(Written problem) Please rewrite the rows below, changing every "one point per instance" to "one point for each instance" and leaving everything else unchanged.

-- begin --

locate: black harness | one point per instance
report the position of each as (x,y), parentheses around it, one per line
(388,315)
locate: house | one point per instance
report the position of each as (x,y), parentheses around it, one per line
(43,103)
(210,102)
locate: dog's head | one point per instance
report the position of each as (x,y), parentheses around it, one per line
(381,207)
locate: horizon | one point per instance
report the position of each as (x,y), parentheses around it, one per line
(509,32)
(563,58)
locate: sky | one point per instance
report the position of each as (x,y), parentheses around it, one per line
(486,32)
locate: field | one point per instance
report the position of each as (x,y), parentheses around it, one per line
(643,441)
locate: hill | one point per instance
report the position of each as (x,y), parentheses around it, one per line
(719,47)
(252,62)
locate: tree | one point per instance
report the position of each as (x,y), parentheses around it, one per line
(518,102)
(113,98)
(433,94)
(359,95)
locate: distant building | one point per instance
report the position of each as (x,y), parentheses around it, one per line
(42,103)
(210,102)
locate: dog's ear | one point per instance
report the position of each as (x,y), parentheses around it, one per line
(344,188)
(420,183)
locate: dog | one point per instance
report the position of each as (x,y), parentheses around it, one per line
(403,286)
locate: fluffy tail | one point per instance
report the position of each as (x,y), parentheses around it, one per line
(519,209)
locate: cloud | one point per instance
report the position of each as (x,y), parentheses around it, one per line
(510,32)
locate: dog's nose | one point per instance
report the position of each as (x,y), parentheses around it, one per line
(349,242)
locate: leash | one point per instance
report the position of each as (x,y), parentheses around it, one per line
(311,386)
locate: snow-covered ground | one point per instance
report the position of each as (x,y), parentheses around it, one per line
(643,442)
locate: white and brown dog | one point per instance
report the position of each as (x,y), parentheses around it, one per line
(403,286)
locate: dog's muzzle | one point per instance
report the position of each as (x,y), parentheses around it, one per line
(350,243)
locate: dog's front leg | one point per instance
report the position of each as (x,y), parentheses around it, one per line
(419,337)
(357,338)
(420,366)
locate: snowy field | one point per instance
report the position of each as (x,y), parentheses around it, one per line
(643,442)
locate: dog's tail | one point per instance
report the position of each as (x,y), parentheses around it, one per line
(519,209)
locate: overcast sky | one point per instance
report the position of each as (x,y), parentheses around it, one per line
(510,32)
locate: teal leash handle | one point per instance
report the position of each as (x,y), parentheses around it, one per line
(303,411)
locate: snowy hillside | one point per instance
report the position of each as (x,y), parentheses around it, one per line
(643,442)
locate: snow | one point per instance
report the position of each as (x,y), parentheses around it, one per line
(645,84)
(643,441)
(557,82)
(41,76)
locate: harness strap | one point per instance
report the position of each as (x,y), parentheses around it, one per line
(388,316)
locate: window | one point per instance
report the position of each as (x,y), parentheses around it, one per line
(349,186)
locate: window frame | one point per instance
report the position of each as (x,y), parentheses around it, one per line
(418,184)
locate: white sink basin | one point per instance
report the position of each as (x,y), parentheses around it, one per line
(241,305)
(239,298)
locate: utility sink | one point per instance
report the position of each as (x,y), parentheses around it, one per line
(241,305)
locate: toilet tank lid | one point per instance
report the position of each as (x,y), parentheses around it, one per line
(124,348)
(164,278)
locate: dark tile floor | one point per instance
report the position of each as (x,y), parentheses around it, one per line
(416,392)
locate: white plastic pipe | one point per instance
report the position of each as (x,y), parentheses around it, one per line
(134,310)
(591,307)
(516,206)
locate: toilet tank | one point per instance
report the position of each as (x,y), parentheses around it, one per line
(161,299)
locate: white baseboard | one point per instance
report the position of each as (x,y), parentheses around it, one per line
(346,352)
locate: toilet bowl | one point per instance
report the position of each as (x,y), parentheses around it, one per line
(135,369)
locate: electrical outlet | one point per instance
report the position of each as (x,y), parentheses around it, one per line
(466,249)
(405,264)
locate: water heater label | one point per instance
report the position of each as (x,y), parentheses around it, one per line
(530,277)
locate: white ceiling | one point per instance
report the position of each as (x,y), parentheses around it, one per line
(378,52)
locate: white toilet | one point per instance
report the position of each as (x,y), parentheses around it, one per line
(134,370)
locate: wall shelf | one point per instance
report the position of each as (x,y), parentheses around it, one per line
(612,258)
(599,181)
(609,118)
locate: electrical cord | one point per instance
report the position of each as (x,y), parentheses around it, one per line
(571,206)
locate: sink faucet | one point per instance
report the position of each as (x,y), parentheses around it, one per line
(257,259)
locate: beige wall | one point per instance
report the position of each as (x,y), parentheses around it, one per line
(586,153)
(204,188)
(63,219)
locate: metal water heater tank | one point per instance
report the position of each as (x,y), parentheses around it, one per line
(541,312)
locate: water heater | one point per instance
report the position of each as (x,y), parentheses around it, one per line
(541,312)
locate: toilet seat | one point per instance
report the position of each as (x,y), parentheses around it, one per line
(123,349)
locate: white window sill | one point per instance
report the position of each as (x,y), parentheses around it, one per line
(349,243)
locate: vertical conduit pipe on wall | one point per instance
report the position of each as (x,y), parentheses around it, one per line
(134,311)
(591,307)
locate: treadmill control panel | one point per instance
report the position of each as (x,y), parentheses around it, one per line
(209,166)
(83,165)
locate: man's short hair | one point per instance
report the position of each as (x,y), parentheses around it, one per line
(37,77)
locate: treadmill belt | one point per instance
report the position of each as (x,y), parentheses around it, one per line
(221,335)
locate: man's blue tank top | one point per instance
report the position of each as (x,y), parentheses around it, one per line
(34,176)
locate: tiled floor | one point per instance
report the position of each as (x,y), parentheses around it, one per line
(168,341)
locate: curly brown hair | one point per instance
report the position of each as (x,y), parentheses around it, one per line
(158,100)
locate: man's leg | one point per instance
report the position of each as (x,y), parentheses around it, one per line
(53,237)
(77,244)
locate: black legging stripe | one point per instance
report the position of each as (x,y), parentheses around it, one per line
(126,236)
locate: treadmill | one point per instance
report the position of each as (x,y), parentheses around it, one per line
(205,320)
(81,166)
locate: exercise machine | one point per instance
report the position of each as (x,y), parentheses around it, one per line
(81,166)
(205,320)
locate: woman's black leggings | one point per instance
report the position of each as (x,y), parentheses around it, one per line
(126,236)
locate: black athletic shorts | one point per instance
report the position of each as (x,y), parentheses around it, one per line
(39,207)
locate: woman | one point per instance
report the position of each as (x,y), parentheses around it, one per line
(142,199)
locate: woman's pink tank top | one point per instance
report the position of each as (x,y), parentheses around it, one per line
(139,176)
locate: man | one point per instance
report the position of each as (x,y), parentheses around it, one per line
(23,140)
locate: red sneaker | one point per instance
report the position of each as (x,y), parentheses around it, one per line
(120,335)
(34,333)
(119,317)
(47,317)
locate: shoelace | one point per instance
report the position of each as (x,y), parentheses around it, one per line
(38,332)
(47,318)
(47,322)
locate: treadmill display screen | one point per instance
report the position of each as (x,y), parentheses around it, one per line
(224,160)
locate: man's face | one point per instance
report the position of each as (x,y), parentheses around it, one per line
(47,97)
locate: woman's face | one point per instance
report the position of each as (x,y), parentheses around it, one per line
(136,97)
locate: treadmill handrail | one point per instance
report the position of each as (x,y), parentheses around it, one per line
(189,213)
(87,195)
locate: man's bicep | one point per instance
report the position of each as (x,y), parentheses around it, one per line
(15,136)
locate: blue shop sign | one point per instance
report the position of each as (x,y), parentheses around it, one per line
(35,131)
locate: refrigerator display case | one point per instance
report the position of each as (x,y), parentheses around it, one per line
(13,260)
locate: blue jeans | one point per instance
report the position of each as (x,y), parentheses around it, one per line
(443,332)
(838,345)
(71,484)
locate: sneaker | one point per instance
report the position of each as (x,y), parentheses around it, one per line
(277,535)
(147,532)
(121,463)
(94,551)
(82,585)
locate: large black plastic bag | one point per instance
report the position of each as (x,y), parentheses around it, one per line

-- end --

(Final result)
locate: black harness | one point for each instance
report the position of each as (x,y), parentheses around it, one per line
(388,315)
locate: house | one point for each instance
report the position of each as (x,y), parentheses around it, one per line
(43,103)
(210,102)
locate: dog's head | one point for each instance
report the position of each as (x,y), parentheses around it, one per line
(381,207)
locate: horizon | one point for each instance
report the position of each as (x,y), parentheses around it, one per line
(509,32)
(563,58)
locate: sky | one point for each instance
report the position of each as (x,y), parentheses around it, one per line
(486,32)
locate: field | one point for each instance
report the position of each as (x,y), parentheses around it, one per line
(643,441)
locate: hill | one point for each instance
report the position of each as (x,y), parentheses around it, one per line
(719,47)
(252,62)
locate: tree | one point for each instance
report the position of each as (x,y), parentheses around it, one per line
(518,102)
(113,98)
(433,94)
(359,95)
locate: distant building | one point for each instance
report the position of each as (x,y), parentheses around it, one per line
(42,103)
(210,102)
locate: dog's ear | one point for each instance
report the position of each as (x,y), parentheses around it, one per line
(344,188)
(420,183)
locate: dog | one point for each instance
report the position of each as (x,y), parentheses around it, one per line
(403,286)
locate: fluffy tail | one point for each instance
report the position of each as (x,y), parentheses around it, one per line
(519,209)
locate: cloud | one point for each instance
report the position of each as (x,y), parentheses around it, one per line
(510,32)
locate: dog's nose | one point for each instance
report the position of each as (x,y), parentheses around it, one per line
(349,242)
locate: leash | one point for each instance
report the position of each as (x,y), parentheses around it, one per line
(311,386)
locate: snow-covered ground | one point for each instance
report the position of each as (x,y), parentheses around it, one per line
(643,442)
locate: white and brown dog | one point for each instance
report the position of each as (x,y), parentheses around it, one per line
(403,286)
locate: dog's muzzle | one point for each instance
report the position of each as (x,y), parentheses around it, one per line
(350,243)
locate: dog's front leg | one point for each instance
report the position of each as (x,y), parentheses around it, one per line
(419,337)
(357,338)
(420,366)
locate: snowy field | one point for each instance
report the position of each as (x,y), parentheses around it, one per line
(643,442)
locate: dog's tail | one point for each instance
report the position of each as (x,y), parentheses around it, one per line
(519,209)
locate: overcast sky | one point for each instance
report the position of each as (x,y), parentheses around it, one per line
(510,32)
locate: teal leash handle | one point for each instance
report the position of each as (x,y), parentheses around it, one per line
(303,411)
locate: snowy hillside | one point for each instance
report the position of each as (x,y), parentheses around it, one per line
(643,442)
locate: snow | one point for each instance
report the position of each as (x,y), parentheses around it, one per line
(645,84)
(643,441)
(557,82)
(41,76)
locate: harness strap | one point for each instance
report the position of each as (x,y), parentheses around it, one per line
(388,316)
locate: window | one point for each instance
report the position of each as (x,y), parentheses around it, one per line
(349,186)
locate: window frame | one point for each instance
report the position of each as (x,y), parentheses around it, one per line
(418,184)
locate: white sink basin | one point for each instance
report the position of each as (x,y), parentheses around it, one per line
(241,305)
(239,298)
locate: utility sink | one point for each instance
report the position of each as (x,y), parentheses around it, one per line
(241,305)
locate: toilet tank lid | one point for each instance
report the position of each as (x,y), parentheses around it, one per line
(124,348)
(164,278)
locate: dark tile floor | one point for each instance
report the position of each as (x,y), parentheses around it, one per line
(416,392)
locate: white plastic pipe | one point for each instance
report the position of each as (x,y), parentheses around it, one per line
(134,310)
(591,307)
(516,206)
locate: toilet tank | one point for each instance
report the position of each as (x,y), parentheses around it, one per line
(161,299)
locate: white baseboard | one point for each instance
report the position of each as (x,y), parentheses around it, one per line
(346,352)
locate: toilet bowl | one point for each instance
report the position of each as (x,y), parentheses around it, one per line
(135,369)
locate: electrical outlet | one point for each instance
report the position of each as (x,y), parentheses around it, one per line
(466,249)
(405,264)
locate: water heater label | one point for each instance
report the position of each as (x,y), parentheses around it, one per line
(530,277)
locate: white ceiling | one point for each instance
report the position of each as (x,y), parentheses around it, one per line
(378,52)
locate: white toilet | one point for each instance
report the position of each as (x,y), parentheses around it, one per line
(134,370)
locate: wall shelf | one point for each instance
report the position of each as (x,y), parentheses around it, one per line
(612,258)
(599,181)
(609,118)
locate: electrical cord | one point for each instance
report the position of each as (x,y), parentheses around it, one per line
(571,206)
locate: sink faucet | one point for each instance
report the position of each as (x,y), parentheses around it, one per line
(257,259)
locate: beige wall | one point for each instance
report the position of each as (x,y), parentheses around it, one per line
(586,153)
(204,188)
(63,219)
locate: metal water heater tank | one point for each instance
report the position of each as (x,y), parentheses around it, one per line
(541,312)
locate: water heater | one point for each instance
report the position of each as (x,y), parentheses around it, one per line
(541,312)
locate: toilet seat | one point for each instance
report the position of each as (x,y), parentheses around it, one per line
(123,349)
locate: white window sill | one point for each instance
report the position of each as (x,y), parentheses around it, one per line
(349,243)
locate: vertical conduit pipe on wall | one point for each instance
report the position of each as (x,y), parentheses around it, one per line
(134,311)
(591,307)
locate: treadmill control panel | one point for each instance
report the position of each as (x,y), parentheses around it, one per line
(209,166)
(83,165)
locate: man's short hair | one point for each instance
report the position of each as (x,y), parentheses around it, one per line
(37,77)
locate: treadmill belt | one point for each instance
report the position of each as (x,y), parentheses around it, one per line
(221,335)
locate: man's blue tank top | one point for each instance
report the position of each as (x,y), parentheses around it, one per line
(34,176)
locate: tiled floor | one point for each instance
report the position of each as (x,y), parentheses around it, one per line
(168,341)
locate: curly brown hair | one point for each instance
report the position of each as (x,y), parentheses around it, one per line
(158,100)
locate: man's leg | one point for each instance
report the position of each as (x,y), parentheses around it, one per line
(53,237)
(77,244)
locate: black legging stripe | one point for each instance
report the position of each as (x,y), parentheses around it, one per line
(126,236)
locate: treadmill | one point for each instance
report the position of each as (x,y), parentheses around it, one per line
(205,320)
(81,166)
locate: exercise machine | one point for each instance
report the position of each as (x,y), parentheses around it, one per line
(81,166)
(205,320)
locate: woman's black leggings | one point for each instance
report the position of each as (x,y), parentheses around it, one per line
(126,236)
locate: black athletic shorts | one point for each instance
report the position of each as (x,y), parentheses around it, one per line
(39,207)
locate: woman | one point for each instance
report the position of each as (x,y), parentheses around it, one per line
(142,199)
locate: woman's pink tank top | one point for each instance
report the position of each as (x,y), parentheses around it, one per line
(139,176)
locate: man | one point for each instance
report the position of each as (x,y), parentheses around it, one per line
(23,140)
locate: red sneaker | one point for each instance
report the position of each as (x,y), parentheses around it, one per line
(120,335)
(34,333)
(119,317)
(47,317)
locate: shoelace | one point for each instance
report the position of each as (x,y), parentheses around it, one per line
(38,332)
(47,318)
(47,322)
locate: treadmill display screen | one point for each instance
report the position of each as (x,y), parentheses around it, one per line
(224,160)
locate: man's face | one point for each instance
report the position of each as (x,y), parentheses around it, one per line
(47,97)
locate: woman's face | one point for each instance
report the position of each as (x,y), parentheses around it, one per line
(136,97)
locate: treadmill handrail | one point for each instance
report the position of each as (x,y), parentheses around it, one per line
(189,213)
(87,195)
locate: man's bicep | one point for each instance
report the position of each as (x,y), parentheses around it, one per line
(15,136)
locate: blue shop sign | one point for each instance
report the position of each as (x,y), parentheses around it, one per line
(35,131)
locate: refrigerator display case | one point for each instance
report the position of each as (x,y), parentheses around it, one per line
(13,260)
locate: blue jeans | one point for each instance
report the position of each as (x,y), parentheses around it, one per line
(443,332)
(838,345)
(71,484)
locate: sneaker | one point for each instance
report the position of each as (x,y), parentheses around it, one per line
(277,535)
(147,532)
(121,463)
(94,551)
(82,585)
locate: large black plastic bag | one point for each instance
report the position of each as (x,y), parentheses around it, one per line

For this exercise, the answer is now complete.